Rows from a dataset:
________________________

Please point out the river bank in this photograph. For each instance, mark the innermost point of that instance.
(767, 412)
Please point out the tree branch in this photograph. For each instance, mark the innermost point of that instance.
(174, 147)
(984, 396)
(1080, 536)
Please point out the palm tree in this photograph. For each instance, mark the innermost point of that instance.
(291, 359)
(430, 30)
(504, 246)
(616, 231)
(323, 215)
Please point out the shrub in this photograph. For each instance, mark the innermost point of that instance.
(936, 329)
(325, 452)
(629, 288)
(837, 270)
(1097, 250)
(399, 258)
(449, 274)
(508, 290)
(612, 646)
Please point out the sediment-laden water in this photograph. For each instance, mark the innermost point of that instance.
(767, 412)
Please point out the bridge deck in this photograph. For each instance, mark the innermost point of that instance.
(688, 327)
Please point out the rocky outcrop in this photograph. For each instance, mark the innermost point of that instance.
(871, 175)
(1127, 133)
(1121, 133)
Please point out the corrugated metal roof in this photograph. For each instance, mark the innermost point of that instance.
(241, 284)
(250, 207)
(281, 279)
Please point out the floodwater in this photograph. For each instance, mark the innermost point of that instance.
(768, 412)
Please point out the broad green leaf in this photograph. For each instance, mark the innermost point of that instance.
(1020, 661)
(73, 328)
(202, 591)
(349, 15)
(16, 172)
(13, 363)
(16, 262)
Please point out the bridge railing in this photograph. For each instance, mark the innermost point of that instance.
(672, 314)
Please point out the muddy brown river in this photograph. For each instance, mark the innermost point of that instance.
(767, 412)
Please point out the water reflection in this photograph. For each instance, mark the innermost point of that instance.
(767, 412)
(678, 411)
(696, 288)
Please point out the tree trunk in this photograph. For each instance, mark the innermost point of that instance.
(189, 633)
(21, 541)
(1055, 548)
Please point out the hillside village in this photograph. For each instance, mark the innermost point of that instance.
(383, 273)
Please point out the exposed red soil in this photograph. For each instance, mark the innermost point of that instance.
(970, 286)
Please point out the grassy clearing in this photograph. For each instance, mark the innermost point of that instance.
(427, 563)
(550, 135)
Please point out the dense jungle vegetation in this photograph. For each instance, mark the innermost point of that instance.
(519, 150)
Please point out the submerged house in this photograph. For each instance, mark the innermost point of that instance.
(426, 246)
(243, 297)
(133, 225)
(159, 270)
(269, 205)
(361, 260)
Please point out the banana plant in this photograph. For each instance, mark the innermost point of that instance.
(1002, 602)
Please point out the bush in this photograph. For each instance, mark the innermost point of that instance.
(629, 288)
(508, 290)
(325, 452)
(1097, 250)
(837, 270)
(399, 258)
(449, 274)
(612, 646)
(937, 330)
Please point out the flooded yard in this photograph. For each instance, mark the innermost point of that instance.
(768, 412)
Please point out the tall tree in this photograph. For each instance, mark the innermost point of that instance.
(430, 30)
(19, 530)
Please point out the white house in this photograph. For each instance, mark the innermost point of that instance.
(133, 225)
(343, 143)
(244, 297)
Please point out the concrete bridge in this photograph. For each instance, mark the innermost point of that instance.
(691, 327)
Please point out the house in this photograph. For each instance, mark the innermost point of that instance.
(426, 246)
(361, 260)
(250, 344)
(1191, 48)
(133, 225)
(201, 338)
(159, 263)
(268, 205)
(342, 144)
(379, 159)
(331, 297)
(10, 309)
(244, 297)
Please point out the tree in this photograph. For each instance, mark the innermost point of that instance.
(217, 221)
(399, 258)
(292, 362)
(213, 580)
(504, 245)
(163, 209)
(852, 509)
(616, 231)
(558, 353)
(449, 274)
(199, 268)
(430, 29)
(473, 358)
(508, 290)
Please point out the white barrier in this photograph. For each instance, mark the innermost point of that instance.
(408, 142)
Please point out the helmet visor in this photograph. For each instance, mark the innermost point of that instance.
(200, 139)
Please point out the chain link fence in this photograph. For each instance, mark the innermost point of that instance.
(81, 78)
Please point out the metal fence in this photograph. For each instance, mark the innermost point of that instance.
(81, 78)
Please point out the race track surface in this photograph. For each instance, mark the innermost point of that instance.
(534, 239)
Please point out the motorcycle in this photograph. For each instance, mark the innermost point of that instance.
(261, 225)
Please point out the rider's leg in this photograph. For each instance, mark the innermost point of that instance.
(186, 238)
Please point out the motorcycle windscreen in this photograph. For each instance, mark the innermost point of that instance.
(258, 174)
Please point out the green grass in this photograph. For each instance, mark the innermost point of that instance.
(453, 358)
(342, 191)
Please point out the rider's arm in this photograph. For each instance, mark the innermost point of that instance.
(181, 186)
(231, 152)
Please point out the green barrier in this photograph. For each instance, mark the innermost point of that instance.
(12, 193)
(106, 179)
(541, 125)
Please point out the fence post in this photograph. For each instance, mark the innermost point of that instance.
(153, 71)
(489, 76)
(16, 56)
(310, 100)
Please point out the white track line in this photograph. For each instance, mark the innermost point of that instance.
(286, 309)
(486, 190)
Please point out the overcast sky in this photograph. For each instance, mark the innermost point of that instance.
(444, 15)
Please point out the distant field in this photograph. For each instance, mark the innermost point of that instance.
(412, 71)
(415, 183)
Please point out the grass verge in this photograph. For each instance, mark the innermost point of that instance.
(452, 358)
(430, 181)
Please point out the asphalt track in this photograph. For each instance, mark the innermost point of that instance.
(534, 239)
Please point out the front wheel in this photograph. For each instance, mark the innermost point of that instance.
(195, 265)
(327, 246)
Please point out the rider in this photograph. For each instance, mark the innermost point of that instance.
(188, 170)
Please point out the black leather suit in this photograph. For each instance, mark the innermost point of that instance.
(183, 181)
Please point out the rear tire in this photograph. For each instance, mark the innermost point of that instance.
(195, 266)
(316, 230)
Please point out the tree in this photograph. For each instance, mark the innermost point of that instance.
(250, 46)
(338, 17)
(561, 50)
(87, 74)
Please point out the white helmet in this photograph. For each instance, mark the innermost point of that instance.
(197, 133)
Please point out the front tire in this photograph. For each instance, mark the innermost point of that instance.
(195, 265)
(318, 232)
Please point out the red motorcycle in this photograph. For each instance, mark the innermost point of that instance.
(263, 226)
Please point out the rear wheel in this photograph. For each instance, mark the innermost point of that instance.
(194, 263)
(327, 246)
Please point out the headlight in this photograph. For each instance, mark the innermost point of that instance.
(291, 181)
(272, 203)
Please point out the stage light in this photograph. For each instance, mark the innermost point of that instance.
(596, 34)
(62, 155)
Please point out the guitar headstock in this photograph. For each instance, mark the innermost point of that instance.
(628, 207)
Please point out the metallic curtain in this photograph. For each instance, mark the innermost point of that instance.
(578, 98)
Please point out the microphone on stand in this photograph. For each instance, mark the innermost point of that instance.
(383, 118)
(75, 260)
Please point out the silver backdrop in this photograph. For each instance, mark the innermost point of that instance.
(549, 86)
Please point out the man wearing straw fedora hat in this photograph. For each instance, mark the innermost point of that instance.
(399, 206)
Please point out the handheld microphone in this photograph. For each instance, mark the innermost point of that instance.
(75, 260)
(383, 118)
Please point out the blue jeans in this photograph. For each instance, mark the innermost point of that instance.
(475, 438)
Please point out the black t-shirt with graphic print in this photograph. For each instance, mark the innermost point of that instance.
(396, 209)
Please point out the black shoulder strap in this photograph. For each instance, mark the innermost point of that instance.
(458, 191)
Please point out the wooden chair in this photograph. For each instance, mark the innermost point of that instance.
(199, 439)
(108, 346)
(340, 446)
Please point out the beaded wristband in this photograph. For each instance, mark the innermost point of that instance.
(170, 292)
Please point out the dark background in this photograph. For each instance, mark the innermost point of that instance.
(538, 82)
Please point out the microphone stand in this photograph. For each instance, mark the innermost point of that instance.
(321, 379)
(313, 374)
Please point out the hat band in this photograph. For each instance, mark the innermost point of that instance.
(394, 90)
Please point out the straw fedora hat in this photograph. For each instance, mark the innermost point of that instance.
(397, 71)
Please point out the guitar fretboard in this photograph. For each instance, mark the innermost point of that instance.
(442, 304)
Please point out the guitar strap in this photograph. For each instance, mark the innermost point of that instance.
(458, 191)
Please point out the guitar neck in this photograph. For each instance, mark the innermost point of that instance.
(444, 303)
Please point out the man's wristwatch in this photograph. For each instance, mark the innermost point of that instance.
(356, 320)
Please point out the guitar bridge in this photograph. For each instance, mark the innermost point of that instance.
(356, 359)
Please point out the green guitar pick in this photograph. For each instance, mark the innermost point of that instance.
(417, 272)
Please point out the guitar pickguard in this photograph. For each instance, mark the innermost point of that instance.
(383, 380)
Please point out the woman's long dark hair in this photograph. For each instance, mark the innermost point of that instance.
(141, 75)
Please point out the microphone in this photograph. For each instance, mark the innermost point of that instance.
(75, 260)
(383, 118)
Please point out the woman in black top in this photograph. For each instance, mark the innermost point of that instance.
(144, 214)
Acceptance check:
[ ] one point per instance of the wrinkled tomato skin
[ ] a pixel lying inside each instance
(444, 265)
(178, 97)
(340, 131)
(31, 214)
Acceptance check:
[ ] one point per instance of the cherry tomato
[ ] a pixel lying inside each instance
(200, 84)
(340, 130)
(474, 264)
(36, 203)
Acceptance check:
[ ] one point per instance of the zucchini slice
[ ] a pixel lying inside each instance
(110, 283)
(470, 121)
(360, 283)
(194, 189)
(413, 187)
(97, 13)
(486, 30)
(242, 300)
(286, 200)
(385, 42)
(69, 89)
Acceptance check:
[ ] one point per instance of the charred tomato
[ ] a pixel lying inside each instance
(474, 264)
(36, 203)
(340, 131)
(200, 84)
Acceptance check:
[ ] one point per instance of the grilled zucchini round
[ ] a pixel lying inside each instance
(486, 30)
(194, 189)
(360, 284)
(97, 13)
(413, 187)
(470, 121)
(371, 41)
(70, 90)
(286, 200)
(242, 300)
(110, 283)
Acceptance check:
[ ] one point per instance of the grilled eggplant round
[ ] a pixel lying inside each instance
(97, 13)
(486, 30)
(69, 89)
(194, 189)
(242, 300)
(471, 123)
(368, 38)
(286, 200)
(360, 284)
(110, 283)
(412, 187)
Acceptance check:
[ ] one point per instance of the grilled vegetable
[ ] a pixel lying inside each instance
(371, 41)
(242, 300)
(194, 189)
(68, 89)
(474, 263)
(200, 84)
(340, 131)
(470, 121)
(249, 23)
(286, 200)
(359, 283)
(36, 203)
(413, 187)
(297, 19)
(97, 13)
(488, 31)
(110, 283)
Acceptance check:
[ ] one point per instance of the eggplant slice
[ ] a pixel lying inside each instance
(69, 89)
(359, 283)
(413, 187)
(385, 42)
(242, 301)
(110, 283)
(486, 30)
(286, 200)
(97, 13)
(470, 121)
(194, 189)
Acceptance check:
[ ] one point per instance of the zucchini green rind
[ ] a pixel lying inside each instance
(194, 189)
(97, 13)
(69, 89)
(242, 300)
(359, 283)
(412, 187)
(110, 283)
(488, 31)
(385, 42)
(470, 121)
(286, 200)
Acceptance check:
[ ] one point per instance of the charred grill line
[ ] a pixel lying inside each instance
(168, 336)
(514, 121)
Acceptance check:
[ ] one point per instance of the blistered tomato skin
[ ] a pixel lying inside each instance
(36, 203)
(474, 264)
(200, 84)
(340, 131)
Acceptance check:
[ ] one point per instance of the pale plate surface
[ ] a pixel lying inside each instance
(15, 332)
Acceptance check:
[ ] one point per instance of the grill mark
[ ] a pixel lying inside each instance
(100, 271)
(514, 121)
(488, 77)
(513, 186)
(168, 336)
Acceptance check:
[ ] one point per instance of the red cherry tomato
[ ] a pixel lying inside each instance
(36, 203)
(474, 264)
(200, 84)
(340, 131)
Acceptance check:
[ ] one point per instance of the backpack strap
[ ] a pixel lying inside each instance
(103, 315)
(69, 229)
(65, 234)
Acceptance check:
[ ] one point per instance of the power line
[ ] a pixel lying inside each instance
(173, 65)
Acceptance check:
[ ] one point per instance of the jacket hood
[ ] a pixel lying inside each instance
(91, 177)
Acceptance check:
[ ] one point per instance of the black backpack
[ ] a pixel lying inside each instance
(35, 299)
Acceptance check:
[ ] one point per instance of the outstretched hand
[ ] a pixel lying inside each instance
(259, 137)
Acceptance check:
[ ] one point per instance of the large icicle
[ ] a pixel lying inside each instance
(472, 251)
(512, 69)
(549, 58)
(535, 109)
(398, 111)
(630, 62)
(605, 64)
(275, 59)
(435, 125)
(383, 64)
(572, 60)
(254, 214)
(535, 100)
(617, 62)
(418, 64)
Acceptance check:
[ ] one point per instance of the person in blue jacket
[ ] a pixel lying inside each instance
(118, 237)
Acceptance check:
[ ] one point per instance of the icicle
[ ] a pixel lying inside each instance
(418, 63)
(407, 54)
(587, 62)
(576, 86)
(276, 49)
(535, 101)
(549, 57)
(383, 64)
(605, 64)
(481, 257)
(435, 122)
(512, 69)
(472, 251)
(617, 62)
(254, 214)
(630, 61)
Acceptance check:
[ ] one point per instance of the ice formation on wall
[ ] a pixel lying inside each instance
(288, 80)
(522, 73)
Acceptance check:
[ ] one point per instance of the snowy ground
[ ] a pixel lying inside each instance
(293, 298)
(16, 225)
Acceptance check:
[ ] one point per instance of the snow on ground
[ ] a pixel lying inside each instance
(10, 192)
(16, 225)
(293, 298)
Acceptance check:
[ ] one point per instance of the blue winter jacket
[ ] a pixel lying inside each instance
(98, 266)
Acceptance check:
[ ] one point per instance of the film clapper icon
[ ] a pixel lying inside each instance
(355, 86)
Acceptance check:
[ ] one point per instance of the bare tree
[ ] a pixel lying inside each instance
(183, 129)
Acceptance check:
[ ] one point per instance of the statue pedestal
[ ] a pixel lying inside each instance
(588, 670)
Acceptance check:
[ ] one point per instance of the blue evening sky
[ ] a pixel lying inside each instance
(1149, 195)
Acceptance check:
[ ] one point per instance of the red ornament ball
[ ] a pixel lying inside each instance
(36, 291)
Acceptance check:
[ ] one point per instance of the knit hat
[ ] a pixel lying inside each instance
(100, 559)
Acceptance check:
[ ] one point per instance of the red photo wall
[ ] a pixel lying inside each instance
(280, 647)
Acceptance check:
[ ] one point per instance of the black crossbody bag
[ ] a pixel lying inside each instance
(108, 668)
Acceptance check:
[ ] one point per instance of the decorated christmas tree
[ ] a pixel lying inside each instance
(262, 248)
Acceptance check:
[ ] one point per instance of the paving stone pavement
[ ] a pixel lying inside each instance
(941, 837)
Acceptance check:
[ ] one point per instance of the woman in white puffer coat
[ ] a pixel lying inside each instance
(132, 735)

________________________

Go through the records above and copy out each line that contains the word "green".

**Task solution:**
Please point out the broad green leaf in this photograph. For each instance, mark the innermost point of that instance.
Please point out the green grass in this photograph. For each instance, mark the innermost point of that instance.
Please point out the green barrier in this photograph. For each instance, mark the innermost point of that instance.
Please point out the green guitar pick in this photograph. For each instance, mark the innermost point of that instance.
[ ] one point per instance of the zucchini green rind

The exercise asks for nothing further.